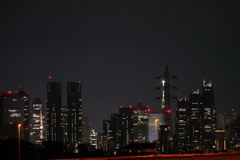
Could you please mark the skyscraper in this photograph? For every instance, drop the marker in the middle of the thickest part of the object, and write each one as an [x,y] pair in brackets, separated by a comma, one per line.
[74,109]
[86,130]
[201,116]
[209,115]
[37,131]
[182,123]
[11,114]
[54,104]
[26,111]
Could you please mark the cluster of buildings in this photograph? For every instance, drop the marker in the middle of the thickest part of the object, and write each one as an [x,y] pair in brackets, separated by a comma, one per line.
[196,125]
[198,128]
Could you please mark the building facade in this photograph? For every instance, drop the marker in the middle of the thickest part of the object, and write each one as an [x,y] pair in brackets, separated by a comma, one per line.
[74,110]
[54,105]
[86,129]
[37,131]
[12,114]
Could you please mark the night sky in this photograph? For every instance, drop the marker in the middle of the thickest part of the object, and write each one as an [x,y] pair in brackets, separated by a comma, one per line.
[117,48]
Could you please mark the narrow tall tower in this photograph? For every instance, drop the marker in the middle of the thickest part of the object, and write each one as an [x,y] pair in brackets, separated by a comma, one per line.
[54,105]
[74,109]
[166,98]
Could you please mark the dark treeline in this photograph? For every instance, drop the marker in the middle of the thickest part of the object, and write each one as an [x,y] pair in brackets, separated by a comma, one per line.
[50,150]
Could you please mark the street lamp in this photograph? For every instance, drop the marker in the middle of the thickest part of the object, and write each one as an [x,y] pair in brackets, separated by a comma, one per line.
[156,120]
[19,125]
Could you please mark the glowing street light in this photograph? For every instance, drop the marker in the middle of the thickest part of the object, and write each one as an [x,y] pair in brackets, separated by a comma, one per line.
[156,120]
[19,125]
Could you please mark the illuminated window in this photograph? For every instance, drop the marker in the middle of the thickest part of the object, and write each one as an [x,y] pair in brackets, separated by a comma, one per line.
[182,109]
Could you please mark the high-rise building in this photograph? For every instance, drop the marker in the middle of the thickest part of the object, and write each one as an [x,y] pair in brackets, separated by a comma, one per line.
[11,114]
[182,123]
[107,131]
[54,105]
[64,117]
[37,131]
[224,122]
[196,120]
[86,130]
[114,125]
[209,116]
[133,124]
[74,109]
[93,139]
[152,116]
[26,111]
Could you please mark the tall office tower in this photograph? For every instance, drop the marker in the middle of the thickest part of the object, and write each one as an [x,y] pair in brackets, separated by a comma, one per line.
[86,130]
[102,142]
[163,138]
[133,124]
[64,117]
[37,122]
[140,123]
[126,125]
[26,111]
[196,116]
[11,114]
[115,131]
[235,133]
[209,115]
[166,99]
[108,133]
[182,123]
[224,123]
[93,138]
[54,105]
[74,107]
[152,116]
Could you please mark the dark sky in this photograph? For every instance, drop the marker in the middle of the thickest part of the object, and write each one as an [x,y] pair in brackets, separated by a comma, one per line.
[117,48]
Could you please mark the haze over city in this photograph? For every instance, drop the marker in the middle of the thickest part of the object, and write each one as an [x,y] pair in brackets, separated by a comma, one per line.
[117,48]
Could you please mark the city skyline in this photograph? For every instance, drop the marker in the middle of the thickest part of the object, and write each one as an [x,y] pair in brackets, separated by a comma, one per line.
[116,49]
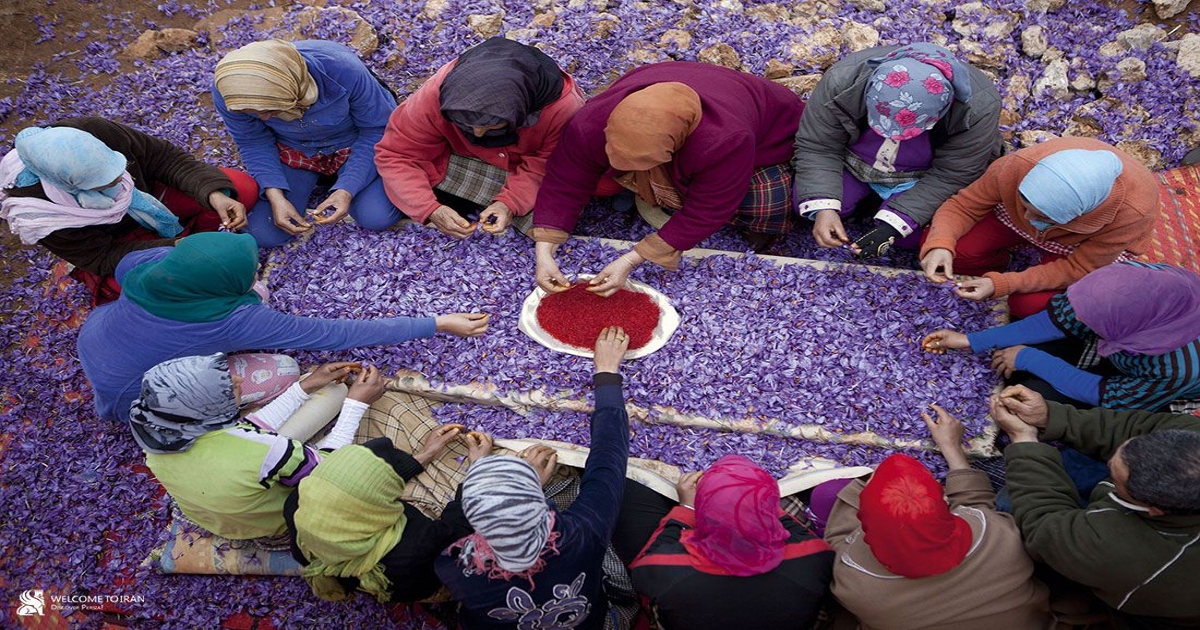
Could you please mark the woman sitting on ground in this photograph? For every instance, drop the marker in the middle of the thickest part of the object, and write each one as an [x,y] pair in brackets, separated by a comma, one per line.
[352,532]
[91,191]
[1146,318]
[910,125]
[477,136]
[198,298]
[229,474]
[912,555]
[300,112]
[1083,203]
[527,562]
[725,541]
[708,143]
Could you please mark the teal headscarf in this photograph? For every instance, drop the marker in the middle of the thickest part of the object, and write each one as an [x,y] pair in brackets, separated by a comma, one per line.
[204,279]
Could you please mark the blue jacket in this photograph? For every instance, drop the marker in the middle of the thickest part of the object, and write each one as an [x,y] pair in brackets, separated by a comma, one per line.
[352,111]
[120,340]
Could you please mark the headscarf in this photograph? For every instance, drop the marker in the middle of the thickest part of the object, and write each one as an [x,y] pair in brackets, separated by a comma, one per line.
[183,400]
[1140,310]
[912,88]
[1068,184]
[204,279]
[907,523]
[504,503]
[267,77]
[499,82]
[349,516]
[737,519]
[645,131]
[69,163]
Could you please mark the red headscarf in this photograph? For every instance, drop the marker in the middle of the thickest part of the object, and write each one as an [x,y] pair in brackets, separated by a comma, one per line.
[737,519]
[907,523]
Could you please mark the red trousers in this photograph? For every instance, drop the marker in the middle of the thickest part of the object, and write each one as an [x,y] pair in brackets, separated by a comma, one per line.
[987,247]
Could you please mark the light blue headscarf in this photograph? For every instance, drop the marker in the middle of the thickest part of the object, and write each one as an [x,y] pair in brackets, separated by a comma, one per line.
[76,162]
[1069,184]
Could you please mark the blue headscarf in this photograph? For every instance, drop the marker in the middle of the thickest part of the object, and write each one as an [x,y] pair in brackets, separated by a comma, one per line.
[1069,184]
[77,162]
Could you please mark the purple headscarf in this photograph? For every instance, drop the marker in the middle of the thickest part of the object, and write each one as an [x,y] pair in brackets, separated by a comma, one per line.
[1139,309]
[912,88]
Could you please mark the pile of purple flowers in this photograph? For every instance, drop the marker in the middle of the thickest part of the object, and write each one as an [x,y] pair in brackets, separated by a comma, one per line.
[781,346]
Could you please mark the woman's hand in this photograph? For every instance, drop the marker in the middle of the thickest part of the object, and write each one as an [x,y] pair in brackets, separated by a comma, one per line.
[947,432]
[479,444]
[370,385]
[462,324]
[687,489]
[339,202]
[610,349]
[286,216]
[977,289]
[940,341]
[828,231]
[232,211]
[334,372]
[496,219]
[547,274]
[543,459]
[615,276]
[450,223]
[1005,361]
[437,442]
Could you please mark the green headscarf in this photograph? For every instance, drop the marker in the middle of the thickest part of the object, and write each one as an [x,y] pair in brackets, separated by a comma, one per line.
[203,279]
[348,519]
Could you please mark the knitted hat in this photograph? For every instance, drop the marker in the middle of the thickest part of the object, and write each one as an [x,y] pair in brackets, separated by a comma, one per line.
[907,523]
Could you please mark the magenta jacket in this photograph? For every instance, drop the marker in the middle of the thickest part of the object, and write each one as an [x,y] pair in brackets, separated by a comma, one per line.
[748,123]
==============================
[Work instructions]
Reproduce exactly the line containing "Could you please mark the pile" and every line after it through the end of the records above, and nothing else.

[Solution]
Could you please mark the pile of purple flowers in this photograph? For every instance, drop the marker in the middle of the thickest part of the object, and write each one as an [x,y] pair in brackets, separated by a comma, one per line.
[781,346]
Could you please mark the woman's hand in this photograph? For every instance, drop the marker in the middle of the thickest part of the object, and write each one as an [x,y] pair in brackets, separated by a comma, one per line.
[947,432]
[479,444]
[370,385]
[462,324]
[687,489]
[339,202]
[610,349]
[286,216]
[977,289]
[940,341]
[828,231]
[232,211]
[334,372]
[496,219]
[547,274]
[543,459]
[615,276]
[450,223]
[1005,361]
[437,442]
Could you please mark the green headscarf in this photograph? For every instance, drop the marker in the middle of the thickest part of the object, and write each one as an [x,y] pair in brackets, separated by a comma, one per line.
[203,279]
[348,519]
Could you please mark the knitted hat in this photograph? For every instance, drop the marker in the middle of the thickest part of the object, and write each one as an [x,y] pair in brackets, separated by a comma, one per line.
[907,523]
Could you please mark the magenta jacket in this photograph? For every instance, drop the marker in the middle of the thickest part of the object, and write each one as an [x,y] pair in brackets, separated by a comma, one per line.
[748,123]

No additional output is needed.